» Given text:

In this paper, we propose a secure transmission scheme to protect an FSO-RF relay network against a malicious eavesdropper. In the proposed scheme, the physical-layer key encryption method and the physical-layer wiretap coding are utilized to protect both FSO and RF links. Specifically, for the FSO link, we utilize the channel reciprocity of the FSO link to generate key packets and these key packets will encrypt the confidential messages in the following transmission. By taking into account of the pointing error, the key generation rate can be obtained from our analysis. For the RF link, the physical-layer wiretap coding is adopted to protect the confidential messages. In the proposed scheme, we analyze the connection outage probability (COP) and the secrecy outage probability (SOP), and optimally design the target transmission rate and the secrecy rate under the constraint of the maximum permitted COP such that the average secrecy rate is maximized. Since we take advantages of both the FSO and RF links, the confidential messages can be efficiently and securely transmitted. Numerical results are presented to demonstrate the performance superiority of the proposed scheme in terms of the average secrecy rate.

» Dataset content:
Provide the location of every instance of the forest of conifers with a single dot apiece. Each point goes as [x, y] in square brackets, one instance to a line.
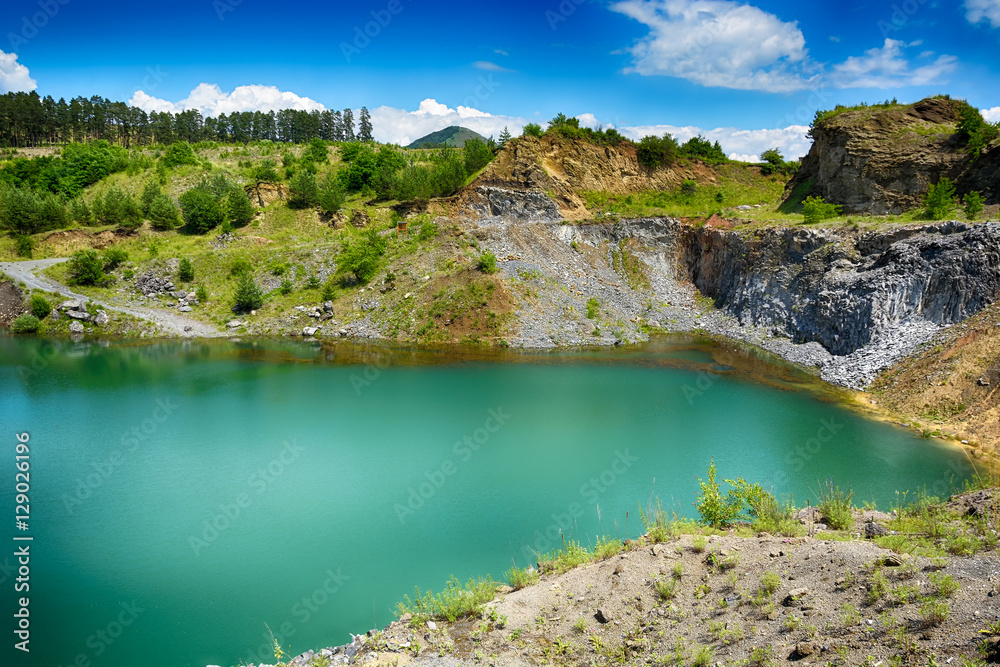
[28, 120]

» Brief:
Extend the passage on protecting an FSO-RF relay network from an eavesdropper, picking up right after its final sentence.

» Task answer:
The rest of this paper is organized as follows. Section 2 describes the system model of the proposed scheme. In Section 3, we demonstrate the key generation process and study the key generation rate. We interpret the information transmission process and formulate the optimization problem in Section 4. Extensive simulation results are presented in Section 5, and Section 6 concludes the paper.

2. System model

We consider a mixed FSO-RF network shown in Fig. 1 in which Alice wants to securely transmit the confidential messages to Bob, and her transmission is assisted by a relay node, which is called Relay. There is no direct link between Alice and Bob, and Relay adopts the decode-and-forward (DF) relay protocol to forward the confidential messages. Alice is equipped with a single photon-aperture transmitter; Relay is equipped with a single photon-aperture receiver from one side and a single antenna transmitter from the other side; Bob is equipped with a single antenna receiver. Therefore, Alice will transmit her confidential messages to Relay through the FSO link and Relay will forward these messages to Bob over the RF link. In addition, there is an eavesdropper (Eve) who can eavesdrop Alice’s confidential messages. For the FSO link, when there is a broad laser beam at Relay or when there is pointing error, the FSO link can be eavesdropped. For the RF link, due to the broadcast nature of the wireless media, Eve can receive the confidential messages. Thus, both the FSO and RF links require to be protected. This communication scenario can capture, for example, an unmanned aerial vehicle (UAV) based cloud radio access network where Alice contains the baseband units (BBUs) that are being housed on a UAV plane, Relay is the remote radio head (RRH) and the FSO fronthaul link will provide reliable and secure communication between Alice and Relay.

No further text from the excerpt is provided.